Selection:
● ● ● ●

Archive for the ‘best-practices’ Category

Three Ring Circus: Making Content, Code, and Configuration Work Together

August 24, 2011 3 comments

Since I started working at Magnolia, I’ve been asked one question over and over, more than any other:

“Can I please have some money?” This is because I’m a father.

The next most common question I’ve been asked, however, is this:

“I have content authors writing content on my production system. I have developers creating Java and Freemarker code on their own machines. I have system administrators setting up and tweaking configurations on our test server. How can I possibly get all the changes coming from all different directions where they need to be?”

This is a challenging problem, but — unlike convincing a teenager to wash the dishes without grumbling — not an insurmountable one. There are several approaches one can take; here’s one that we eventually settled on at Texas State University during my tenure there, and which worked quite well for us.

To start with, we need to decide what the canonical location for each of these sorts of information should be:

  1. Content: Since the content that site editors enter is the most up-to-date at any time, the production Author or Public instances of Magnolia are the places we’ll look for this.

● ● ● ●

Given problem:
Write out the passage from the Magnolia post above, starting at "This is a challenging" and ending at "look for this.".

● ● ● ●

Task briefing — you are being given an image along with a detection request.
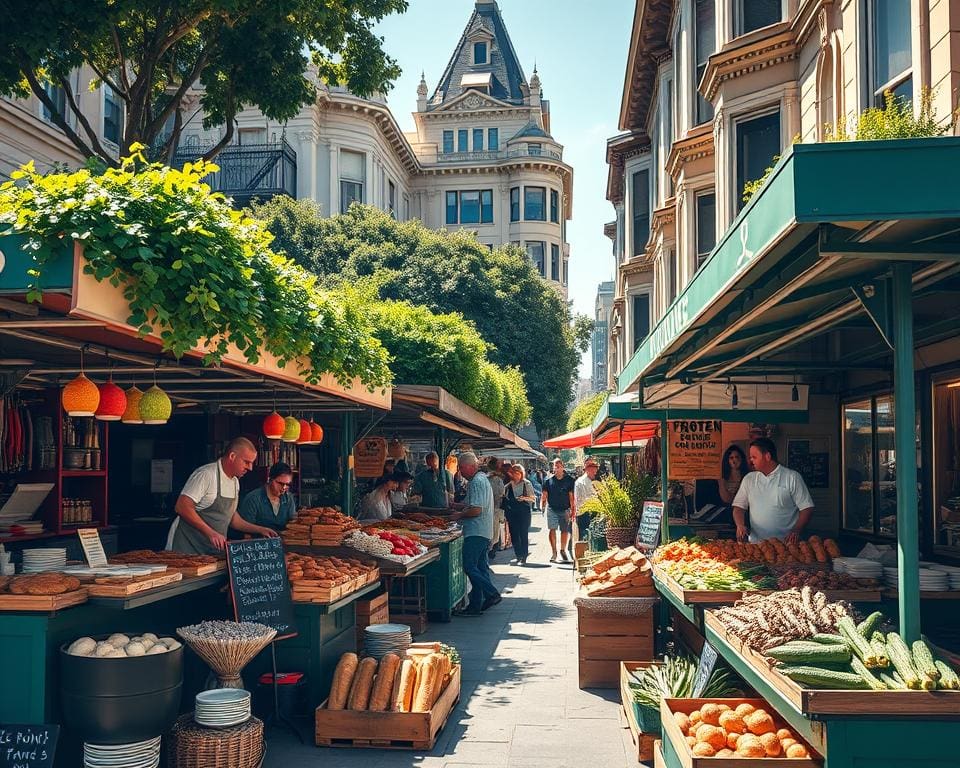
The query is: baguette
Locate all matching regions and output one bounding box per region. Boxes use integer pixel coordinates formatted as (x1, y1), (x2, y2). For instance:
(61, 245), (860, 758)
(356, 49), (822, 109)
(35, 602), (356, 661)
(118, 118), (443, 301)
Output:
(327, 653), (360, 709)
(369, 653), (400, 712)
(347, 656), (377, 711)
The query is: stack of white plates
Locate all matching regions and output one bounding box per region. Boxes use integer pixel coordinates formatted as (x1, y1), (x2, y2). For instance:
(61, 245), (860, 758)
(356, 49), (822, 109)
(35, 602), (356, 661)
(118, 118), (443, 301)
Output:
(883, 568), (950, 592)
(23, 547), (67, 573)
(363, 624), (413, 661)
(833, 557), (883, 579)
(83, 736), (160, 768)
(193, 688), (250, 728)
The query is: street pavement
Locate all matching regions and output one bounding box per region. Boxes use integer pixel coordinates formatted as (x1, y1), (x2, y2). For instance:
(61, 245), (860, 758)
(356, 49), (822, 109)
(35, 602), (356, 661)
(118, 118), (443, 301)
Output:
(264, 514), (637, 768)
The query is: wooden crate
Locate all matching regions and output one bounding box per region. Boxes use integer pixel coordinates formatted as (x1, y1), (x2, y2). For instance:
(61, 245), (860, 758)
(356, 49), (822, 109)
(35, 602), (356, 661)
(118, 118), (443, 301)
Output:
(660, 699), (823, 768)
(315, 667), (460, 750)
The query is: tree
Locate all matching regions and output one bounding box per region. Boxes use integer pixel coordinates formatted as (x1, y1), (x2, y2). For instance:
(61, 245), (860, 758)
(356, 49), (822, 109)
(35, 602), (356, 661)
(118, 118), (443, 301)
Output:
(0, 0), (407, 165)
(254, 197), (589, 433)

● ● ● ●

Finished answer:
This is a challenging problem, but — unlike convincing a teenager to wash the dishes without grumbling — not an insurmountable one. There are several approaches one can take; here’s one that we eventually settled on at Texas State University during my tenure there, and which worked quite well for us.

To start with, we need to decide what the canonical location for each of these sorts of information should be:

  1. Content: Since the content that site editors enter is the most up-to-date at any time, the production Author or Public instances of Magnolia are the places we’ll look for this.